**EXTRAIT DU TEXTE**
----
Cette tradition remontait aux années trente. Ailleurs en Algérie la chose se pratiquait aussi, mais à bien moindre échelle.
C'est un certain Pons, nom des plus communs dans cette région, qui lança le genre à Fort de l'Eau. Pour être tout à fait exact, disons que les rôtisseurs aquafortains tirèrent profit d'un arrêté municipal, draconien, du Maire d'Alger, interdisant de faire du feu sur la voie publique.
A Fort de l'Eau, où l'intérêt économique primait, grills et fourneaux purent trôner à même le trottoir, et se multiplier, pour le plus grand plaisir de tous. Au retour des promenades dominicales, ou des plages, il était devenu plus difficile d'y stationner son véhicule que dans les parages de la Grande Poste d'Alger en semaine.
Dans ces agapes publiques et collectives qui réunissaient des centaines d'exécutants, chaque table jouait sa partition sous la baguette d'un chef officiant devant son fourneau. Familles au grand complet, couples, tablées de militaires, groupes de jeunes, se succédaient sans interruption sur les trottoirs-terrasses enfumés.
----
**LIGNES DE DONNÉES**
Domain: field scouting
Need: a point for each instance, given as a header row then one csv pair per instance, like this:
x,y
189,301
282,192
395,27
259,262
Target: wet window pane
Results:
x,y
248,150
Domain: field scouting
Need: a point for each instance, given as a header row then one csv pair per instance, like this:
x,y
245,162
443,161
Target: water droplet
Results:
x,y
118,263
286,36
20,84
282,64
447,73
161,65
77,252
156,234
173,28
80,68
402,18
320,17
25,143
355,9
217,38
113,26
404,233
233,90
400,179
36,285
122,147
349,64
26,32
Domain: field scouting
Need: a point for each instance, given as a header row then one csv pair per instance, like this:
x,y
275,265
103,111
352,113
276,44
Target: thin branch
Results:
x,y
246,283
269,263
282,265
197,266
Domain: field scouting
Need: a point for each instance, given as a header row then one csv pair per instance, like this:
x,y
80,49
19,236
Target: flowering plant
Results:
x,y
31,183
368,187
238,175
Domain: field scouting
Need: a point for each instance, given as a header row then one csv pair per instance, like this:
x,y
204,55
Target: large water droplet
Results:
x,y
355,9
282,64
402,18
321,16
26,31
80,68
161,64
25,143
----
**CONSIGNES DE TRAVAIL**
1. Recopiez le passage de l'extrait sur les rôtisseurs de Fort de l'Eau compris entre « A Fort de l'Eau, où » et « les trottoirs-terrasses enfumés. », bornes incluses.
2. Prolongez l'extrait sur les rôtisseries de Fort de l'Eau à la suite de sa dernière phrase.
Ce matériel provient d'une source sans rapport avec l'extrait.

**RÉPONSES PAR CONSIGNE**
1.
A Fort de l'Eau, où l'intérêt économique primait, grills et fourneaux purent trôner à même le trottoir, et se multiplier, pour le plus grand plaisir de tous. Au retour des promenades dominicales, ou des plages, il était devenu plus difficile d'y stationner son véhicule que dans les parages de la Grande Poste d'Alger en semaine.
Dans ces agapes publiques et collectives qui réunissaient des centaines d'exécutants, chaque table jouait sa partition sous la baguette d'un chef officiant devant son fourneau. Familles au grand complet, couples, tablées de militaires, groupes de jeunes, se succédaient sans interruption sur les trottoirs-terrasses enfumés.

2.
Dans une journée « moyenne » un commerçant pouvait servir jusqu'à 3000 brochettes... et 1500 merguez.
Fort de l'Eau, qui prolongeait la route d'Alger vers le Cap Matifou, comptait 7 établissements: le Café de France, puis « Aux Bas Fonds » (Blanes Propriétaire), « Le Glacier » et « Les Sports » (Acampora Propriétaire), côté mer: La Brasserie Marques, Le Méditerranée (Mercadal Propriétaire) et le Novelty (Rosello Propriétaire).
Deux autres rôtisseurs officiaient sur l'Avenue des Bains: « Au Poker d'As » et « Au Régal ».
On trouvait là en plus un « Spécialiste de la frite ». D'autres encore vers les plages du Lido, des Tamaris ou de Verte Rive.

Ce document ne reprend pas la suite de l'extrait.